Update the listing below by swapping "pixel coordinates" for "image coordinates" in every line where it appears. Leave everything else as it is.

####

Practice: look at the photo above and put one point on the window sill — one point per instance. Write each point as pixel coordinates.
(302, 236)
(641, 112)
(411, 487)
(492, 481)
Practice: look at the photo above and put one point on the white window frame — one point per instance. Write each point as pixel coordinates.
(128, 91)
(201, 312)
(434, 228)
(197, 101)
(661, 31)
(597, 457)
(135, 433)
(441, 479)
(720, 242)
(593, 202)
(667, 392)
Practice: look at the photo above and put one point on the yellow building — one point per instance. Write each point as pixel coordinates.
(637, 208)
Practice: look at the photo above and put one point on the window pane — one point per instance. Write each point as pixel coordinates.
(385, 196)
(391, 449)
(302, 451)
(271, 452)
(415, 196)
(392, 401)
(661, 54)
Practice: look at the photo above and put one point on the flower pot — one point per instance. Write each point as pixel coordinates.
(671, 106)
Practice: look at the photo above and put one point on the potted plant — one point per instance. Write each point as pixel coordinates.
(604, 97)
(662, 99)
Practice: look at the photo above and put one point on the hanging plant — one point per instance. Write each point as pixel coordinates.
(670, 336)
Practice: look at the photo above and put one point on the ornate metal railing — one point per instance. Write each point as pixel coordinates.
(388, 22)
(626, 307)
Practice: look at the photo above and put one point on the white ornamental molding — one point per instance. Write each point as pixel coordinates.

####

ANSWER FOR THIS EXERCISE:
Practice: look at the photo above and put one point on the window sill — one point per instance. Write each point as image coordinates.
(302, 236)
(641, 112)
(411, 487)
(492, 481)
Practice: look at the photo above and put one point on the white window frame — one point per instance. Write each point as image coordinates.
(128, 91)
(201, 312)
(434, 228)
(197, 101)
(661, 31)
(597, 457)
(135, 433)
(441, 479)
(720, 242)
(593, 202)
(667, 392)
Practice: look at the photo above and put one point on the yellow building — one point per instance. Write each point as image coordinates.
(637, 208)
Practice: look at the photo above and put one point on the window pane — one point per instance. Write each point as image coordinates.
(385, 196)
(391, 449)
(302, 451)
(271, 452)
(415, 196)
(392, 401)
(661, 54)
Practice: look at the photo above and put one point on the flower pot — one point per instance. Write each point as image coordinates.
(671, 106)
Practice: look at the photo above and put one point on the potted plant — one point per instance. Write each point as image coordinates.
(604, 97)
(662, 99)
Practice: look at the photo above and put one point on the hanging plant — one point per instance. Write each point as image coordinates.
(670, 336)
Practice: look at the photo above and put one point on the ornate metal railing — one point per instance. Write each point as image coordinates.
(388, 22)
(626, 307)
Practice: look at the photo above and put one point on the white ornamental molding — one point per instance. Write each point as image coordinates.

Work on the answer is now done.